*GIVEN PASSAGE*
--------------------

Since the last update about a week ago we have started adding some very basic material on algebraic stacks. It should be possible to lay out the basics of theory of algebraic stacks in the rest of the summer. Mainly I mean material on types of morphisms of algebraic stacks (how to define them, how do you check for a property, how are they related, etc), perhaps a little bit on quasi-coherent sheaves on algebraic stacks, more examples of algebraic stacks, etc. It will probably turn out that during this process the existing material on algebraic spaces will have to be expanded upon and improved.

What are some more exciting topics that I hope to get to in the not too distant future? Here are some possibilities:

1. Artin’s axioms, starting with a chapter on Schlessinger’s paper.
2. Olsson’s paper on the equivalence of the different definitions on proper.
3. Translating some of the more interesting results on algebraic spaces (regarding points, decent spaces, etc) into results on algebraic stacks.
4. A proof of Artin’s trick for algebraic stacks to prove that [U/R] is an algebraic stack if s, t : R —> U are flat and locally of finite presentation.
5. Diagonal unramified <=> DM
6. Prove the correct version of the Keel-Mori theorem in our setting.
7. Discuss the lisse-etale site (I may somehow want to avoid this — perhaps you can always avoid working with this beast?)
8. Treatment of simplicial schemes (as an example of simplicial objects) and relation to algebraic stacks. Formulate possible extension to higher algebraic stacks (e.g., hands on version of algebraic 2-stacks with example moduli of stacky curves)
9. Gabber’s lemma and more on finding nice maps from schemes to algebraic stacks.
10. Tricks with limits. Quasi-coherent sheaves are directed colimits of finite type quasi-coherent sheaves if X is…
11. Gerbs and relation to H^2.
12. Stacky curves. What are 1-dimensional stacks like?
13. General Neron desingularization (needed for 1).

Of course it will take a long time to add all of these topics. But it probably is a good idea to take one or two of these topics and keep them in mind while developing the general theory, so as to have a good reason for building theory. Moreover, many of these topics require additional material on schemes and algebraic spaces. For example, 4 requires a bit about Hilbert spaces (only relative dimension 0 however).

Finally two questions:

1. A while back David Rydh suggested we give a name to algebraic stacks with locally quasi-finite diagonal. Should we? If so any suggestions?
2. And what to call an algebraic stack with finite diagonal? (Maybe these should have been called separated and the ones with only proper diagonal something else. Too late to change now since it has been used like this for a while now in the literature.)

Maybe we could call an algebraic stack with locally quasi-finite diagonal “space-like”? And then the algebraic stacks with finite diagonal are space-like separated algebraic stacks. Hmm… not sure.

Today I learned a new basic fact on morphisms of schemes, namely the result mentioned in the title of this post. I started wondering about this question as I was thinking about separation conditions for algebraic stacks. Namely: it appears that the standard definition for a separated algebraic stack is one whose diagonal is proper, and I was wondering if we could get away with just requiring the diagonal to be universally closed and separated. It turns out we can due to the result of the title. After trying to think about it for a bit I decided to look for it on the web, and I quickly found a mathoverflow question asking exactly whether universally closed implies quasi-compact for morphisms of schemes, as well as the proof provided by Bjorn Poonen!

--------------------

*EXERCISES TO COMPLETE*
1. According to the post on algebraic stacks, why is it worth keeping one or two of the listed topics in mind while developing the general theory? Answer in one to three sentences.
2. In the post on algebraic stacks, who suggested giving a name to algebraic stacks with locally quasi-finite diagonal?
3. Quote the post on algebraic stacks from "2. And what" up to and including "in the literature.)".
The items that follow come from a different source than the post on algebraic stacks.

--------------------

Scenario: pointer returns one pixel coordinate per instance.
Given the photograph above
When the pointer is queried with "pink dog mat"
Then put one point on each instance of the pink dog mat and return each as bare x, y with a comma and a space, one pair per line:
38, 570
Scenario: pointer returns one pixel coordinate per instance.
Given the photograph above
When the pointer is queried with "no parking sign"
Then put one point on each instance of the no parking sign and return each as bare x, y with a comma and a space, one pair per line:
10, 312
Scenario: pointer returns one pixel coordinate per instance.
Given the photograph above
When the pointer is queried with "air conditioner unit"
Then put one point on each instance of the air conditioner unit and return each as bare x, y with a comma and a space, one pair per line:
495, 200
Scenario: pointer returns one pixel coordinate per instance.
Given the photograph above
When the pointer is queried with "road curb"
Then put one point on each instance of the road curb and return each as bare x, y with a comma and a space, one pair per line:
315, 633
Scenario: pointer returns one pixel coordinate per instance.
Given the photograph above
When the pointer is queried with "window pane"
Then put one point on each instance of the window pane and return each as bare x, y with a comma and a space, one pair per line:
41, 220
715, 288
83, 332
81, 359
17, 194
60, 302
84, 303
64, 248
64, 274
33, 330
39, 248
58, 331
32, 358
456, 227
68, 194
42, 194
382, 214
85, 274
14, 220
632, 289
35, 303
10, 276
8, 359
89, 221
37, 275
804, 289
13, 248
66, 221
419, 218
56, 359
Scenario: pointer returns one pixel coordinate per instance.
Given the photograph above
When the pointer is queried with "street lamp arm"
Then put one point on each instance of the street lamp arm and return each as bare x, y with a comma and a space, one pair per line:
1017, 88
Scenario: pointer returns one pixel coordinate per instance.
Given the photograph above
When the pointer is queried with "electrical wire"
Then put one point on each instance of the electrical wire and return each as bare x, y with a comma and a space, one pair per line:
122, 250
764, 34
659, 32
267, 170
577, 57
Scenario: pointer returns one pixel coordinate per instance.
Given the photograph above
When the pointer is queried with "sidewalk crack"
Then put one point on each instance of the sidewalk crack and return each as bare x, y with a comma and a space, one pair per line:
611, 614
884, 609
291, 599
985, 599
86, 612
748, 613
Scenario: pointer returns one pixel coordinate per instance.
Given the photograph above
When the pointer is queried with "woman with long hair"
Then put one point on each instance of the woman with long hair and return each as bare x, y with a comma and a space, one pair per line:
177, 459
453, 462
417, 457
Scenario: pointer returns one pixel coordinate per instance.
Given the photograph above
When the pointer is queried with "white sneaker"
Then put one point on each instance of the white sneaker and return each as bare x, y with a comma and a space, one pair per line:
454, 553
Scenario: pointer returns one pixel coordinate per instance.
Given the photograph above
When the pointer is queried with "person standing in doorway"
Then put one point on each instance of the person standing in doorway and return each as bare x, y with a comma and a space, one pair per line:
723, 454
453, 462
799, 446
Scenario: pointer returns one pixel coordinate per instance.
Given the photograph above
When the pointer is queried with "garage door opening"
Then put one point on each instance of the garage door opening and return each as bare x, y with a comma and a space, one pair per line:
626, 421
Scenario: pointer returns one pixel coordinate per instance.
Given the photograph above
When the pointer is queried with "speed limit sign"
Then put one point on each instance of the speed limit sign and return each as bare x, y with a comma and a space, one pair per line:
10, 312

--------------------

*THE ANSWERS*
1. Keeping one or two of these topics in mind while developing the general theory gives a good reason for building that theory.

2. David Rydh.

3.
2. And what to call an algebraic stack with finite diagonal? (Maybe these should have been called separated and the ones with only proper diagonal something else. Too late to change now since it has been used like this for a while now in the literature.)